TWO SIDES MEET
Last week, historic armistice talks began in Kaesong, North Korea, between five allied forces’ generals, two PLA generals and three North Korean generals. General Paik was chosen to represent South Korea.
Allies accomplish little at talks
The early phases of the armistice talks seemed to flow in the direction that the North Korean and Chinese officials planned. Naebongjang, the venue for the armistice talks in Kaesong, North Hwanghae Province was teeming with enemy soldiers and the guides and security detachment were also North Korean and Chinese.
We could not help but feel a bit intimidated by the large enemy presence in and about the surrounding areas. The communists tried a lot of psychological tactics.
After arriving in Kaesong from the “Peace Camp” in Munsan, Gyeonggi by helicopter, we were shuttled to the armistice talks in two American jeeps. The vehicles had obviously been seized during the war. The North Koreans had stuck white flags on the hood of each vehicle. It gave off the appearance as if we were surrendering to our enemy. It was a shoddy tactic, but if their goal was to make us feel uncomfortable - they achieved it.
The talks were long and tiresome. As expected, there were snags from the start.
The communists prevented South Korean journalists and foreign correspondents from covering the armistice discussions, which were originally supposed to be held on South Korean soil in Munsan, Gyeonggi.
Once the armistice talks began without the press, the reporters outside began to make a lot of noise. The journalists were camped out in a train near Munsan, since there was no other way to accommodate them at the time. Local and foreign members of the press began to complain on a daily basis to Gen. Matthew Ridgway, the supreme UN and U.S. commander in Korea.
General Ridgway, in turn, pressured us to resolve the problem. With both sides failing to agree on whether to allow the foreign correspondents to cover the talks, the negotiations were actually stalled for four days from July 12.
South Korean opposition
South Korean officials strongly opposed truce discussions. Minister of Defense Lee Ki-bong, who came to Kaesong to provide moral support, told me he opposed the armistice talks and wanted to drive the Chinese from the Korean Peninsula before holding any negotiations. President Syngman Rhee also made a visit and made similar comments, putting me in a very awkward situation. I had been attending the talks as a UN representative and did not have a chance to voice the opinion of the ROK.
At the Peace Camp, I told Adm. C. Turner Joy, the naval chief and head of the UN representatives, that since the ROK government is opposed to the cease-fire talks, it was meaningless for me to attend. After hearing me out, the admiral agreed and told me to clear up the issue with Gen. Ridgway.
Then I got a visit from the Minister of Defense Lee. He said that although the ROK government was opposed to an armistice, he wanted me to attend the talks as a sign of cooperation with the United Nations. I understood that I was also to express the interests of the ROK as the lone representative from our side. It would be up to me to make a judgment on when I could contribute.
The talks were carried out in Korean, English and Chinese with interpreters providing translation. Admiral Joy stressed the importance of the armistice line and the exchange of prisoners of war. North Korea’s Gen. Nam Il proposed the inclusion of a clause stipulating the withdraw of foreign troops from the peninsula. The UN representatives replied that such an issue was political and not appropriate for discussion at armistice negotiations between soldiers.

▬▬▬▬▬▬

▸ **REQUIRED TASKS**:
(a) Retype the part of the account of the Kaesong armistice talks that opens with the words containing "Allies accomplish little" and closes with "of psychological tactics.".
(b) Extend the account of the Kaesong armistice talks, picking up after its final sentence.
The rows that come next are separate material and are not part of the account of the Kaesong armistice talks.

[Named object pointing entries]
▬▬▬▬▬▬

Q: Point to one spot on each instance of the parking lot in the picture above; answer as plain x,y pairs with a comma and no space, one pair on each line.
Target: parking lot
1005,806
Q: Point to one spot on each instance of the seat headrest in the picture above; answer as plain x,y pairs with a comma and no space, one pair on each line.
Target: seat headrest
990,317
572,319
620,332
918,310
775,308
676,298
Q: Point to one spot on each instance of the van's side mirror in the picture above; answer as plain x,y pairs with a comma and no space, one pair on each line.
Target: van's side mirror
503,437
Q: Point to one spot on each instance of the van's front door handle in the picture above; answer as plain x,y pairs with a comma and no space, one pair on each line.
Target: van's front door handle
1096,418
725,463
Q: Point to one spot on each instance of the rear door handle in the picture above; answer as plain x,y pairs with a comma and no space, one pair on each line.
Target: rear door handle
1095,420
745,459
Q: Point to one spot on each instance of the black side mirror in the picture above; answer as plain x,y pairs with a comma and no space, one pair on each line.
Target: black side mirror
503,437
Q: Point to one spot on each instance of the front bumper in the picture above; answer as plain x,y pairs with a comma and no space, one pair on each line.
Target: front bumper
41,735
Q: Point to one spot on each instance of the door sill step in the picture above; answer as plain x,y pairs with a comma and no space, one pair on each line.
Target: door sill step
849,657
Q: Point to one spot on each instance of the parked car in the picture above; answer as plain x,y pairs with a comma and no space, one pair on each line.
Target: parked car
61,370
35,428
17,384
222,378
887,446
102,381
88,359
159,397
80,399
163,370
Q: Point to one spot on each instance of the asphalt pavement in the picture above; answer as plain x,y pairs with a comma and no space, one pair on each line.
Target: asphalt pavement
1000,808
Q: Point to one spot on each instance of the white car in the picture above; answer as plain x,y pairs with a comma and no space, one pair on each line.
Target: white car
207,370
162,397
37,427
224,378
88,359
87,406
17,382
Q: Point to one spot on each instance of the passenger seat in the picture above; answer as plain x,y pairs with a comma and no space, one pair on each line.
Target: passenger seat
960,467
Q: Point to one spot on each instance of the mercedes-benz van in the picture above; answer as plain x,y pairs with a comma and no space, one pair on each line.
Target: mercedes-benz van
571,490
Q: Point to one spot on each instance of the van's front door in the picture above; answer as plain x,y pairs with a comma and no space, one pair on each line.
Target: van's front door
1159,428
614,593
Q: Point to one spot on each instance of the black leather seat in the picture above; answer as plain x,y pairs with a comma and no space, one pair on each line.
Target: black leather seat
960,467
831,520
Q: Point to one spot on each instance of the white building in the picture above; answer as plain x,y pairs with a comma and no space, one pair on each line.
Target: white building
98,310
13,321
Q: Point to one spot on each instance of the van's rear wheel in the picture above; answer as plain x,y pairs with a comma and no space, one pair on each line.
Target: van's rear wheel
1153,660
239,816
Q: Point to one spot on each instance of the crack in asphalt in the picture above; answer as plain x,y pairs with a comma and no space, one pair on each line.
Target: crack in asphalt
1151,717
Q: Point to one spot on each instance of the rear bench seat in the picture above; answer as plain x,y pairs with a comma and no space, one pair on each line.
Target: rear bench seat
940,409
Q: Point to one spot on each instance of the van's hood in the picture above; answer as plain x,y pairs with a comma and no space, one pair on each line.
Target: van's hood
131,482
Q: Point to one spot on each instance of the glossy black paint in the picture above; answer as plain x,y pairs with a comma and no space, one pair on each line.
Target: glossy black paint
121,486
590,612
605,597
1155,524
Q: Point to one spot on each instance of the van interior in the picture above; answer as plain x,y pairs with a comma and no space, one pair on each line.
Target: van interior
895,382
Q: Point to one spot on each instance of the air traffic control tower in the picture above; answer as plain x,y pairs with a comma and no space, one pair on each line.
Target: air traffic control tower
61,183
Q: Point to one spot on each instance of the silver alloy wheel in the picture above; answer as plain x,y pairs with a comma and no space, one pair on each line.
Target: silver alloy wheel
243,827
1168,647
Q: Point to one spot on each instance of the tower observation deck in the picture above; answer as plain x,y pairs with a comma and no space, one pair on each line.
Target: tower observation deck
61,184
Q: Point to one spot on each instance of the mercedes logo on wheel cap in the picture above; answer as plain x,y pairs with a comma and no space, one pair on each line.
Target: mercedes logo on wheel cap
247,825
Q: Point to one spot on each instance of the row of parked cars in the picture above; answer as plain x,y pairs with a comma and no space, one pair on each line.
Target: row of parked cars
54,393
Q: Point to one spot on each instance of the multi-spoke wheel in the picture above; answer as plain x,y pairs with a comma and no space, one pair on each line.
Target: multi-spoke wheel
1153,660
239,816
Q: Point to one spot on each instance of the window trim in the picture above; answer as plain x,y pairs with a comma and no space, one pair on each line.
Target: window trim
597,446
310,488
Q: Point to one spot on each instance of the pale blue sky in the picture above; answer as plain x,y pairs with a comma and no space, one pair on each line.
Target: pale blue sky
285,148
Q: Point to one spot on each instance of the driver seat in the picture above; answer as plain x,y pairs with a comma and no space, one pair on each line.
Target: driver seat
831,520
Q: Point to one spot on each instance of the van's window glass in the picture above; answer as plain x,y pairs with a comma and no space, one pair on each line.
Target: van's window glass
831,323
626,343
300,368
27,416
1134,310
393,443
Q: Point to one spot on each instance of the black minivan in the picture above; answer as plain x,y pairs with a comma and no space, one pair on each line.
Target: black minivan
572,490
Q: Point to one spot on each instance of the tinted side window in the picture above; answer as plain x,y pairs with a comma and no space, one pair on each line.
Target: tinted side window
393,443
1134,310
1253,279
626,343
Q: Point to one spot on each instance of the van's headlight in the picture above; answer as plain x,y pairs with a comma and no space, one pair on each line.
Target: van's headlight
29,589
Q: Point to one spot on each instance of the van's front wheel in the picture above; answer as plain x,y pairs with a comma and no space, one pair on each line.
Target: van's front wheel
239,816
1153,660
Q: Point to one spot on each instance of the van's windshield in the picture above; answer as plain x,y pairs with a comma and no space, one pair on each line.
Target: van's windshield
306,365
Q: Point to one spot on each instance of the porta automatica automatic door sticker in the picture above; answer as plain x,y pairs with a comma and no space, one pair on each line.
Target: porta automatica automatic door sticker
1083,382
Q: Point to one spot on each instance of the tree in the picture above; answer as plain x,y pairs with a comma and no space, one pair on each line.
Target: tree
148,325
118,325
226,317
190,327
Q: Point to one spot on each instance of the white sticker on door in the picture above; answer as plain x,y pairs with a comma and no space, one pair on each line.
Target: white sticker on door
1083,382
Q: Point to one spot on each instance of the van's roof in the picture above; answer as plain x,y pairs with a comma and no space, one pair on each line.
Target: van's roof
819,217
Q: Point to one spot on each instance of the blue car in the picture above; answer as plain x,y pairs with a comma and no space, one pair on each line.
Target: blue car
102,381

▬▬▬▬▬▬

▸ **ANSWERS PER TASK**:
(a)
Allies accomplish little at talks
The early phases of the armistice talks seemed to flow in the direction that the North Korean and Chinese officials planned. Naebongjang, the venue for the armistice talks in Kaesong, North Hwanghae Province was teeming with enemy soldiers and the guides and security detachment were also North Korean and Chinese.
We could not help but feel a bit intimidated by the large enemy presence in and about the surrounding areas. The communists tried a lot of psychological tactics.

(b)
We also could not agree on where to draw the border between the two Koreas. The North Koreans suggested the line be drawn at the 38th parallel where the initial border stood on the day that they invaded the South on June 25, 1950. It was a proposal we considered preposterous.
The U.S. Air Force and Navy had been dominating both the air and sea war. As such, allied forces were in an advantageous position in comparison to our enemies. There was no need to give in to their demands. Instead, the UN representatives were firm on the stance that the line should be drawn at the current front lines where the battles were taking place.
All facets of the talks were conducted in a similar manner. We engaged in mind games over what and how things would be discussed. I vividly remember the smell of meat and vegetables being stir-fried with soybean oil wafting from the kitchen. They were preparing meals for the North Korean and Chinese generals. We, on the other hand, were served sandwiches and drinks at a nearby location.
With representatives from each side making statements, it turned out that I did not have any chance to speak.
My job at the table was to maintain eye contact with the opposing official across from me, North Korean Gen. Lee Sang-cho. With the representatives doing most of the talking, the other generals were engaged in what could only be described as a stare-down throughout the talks.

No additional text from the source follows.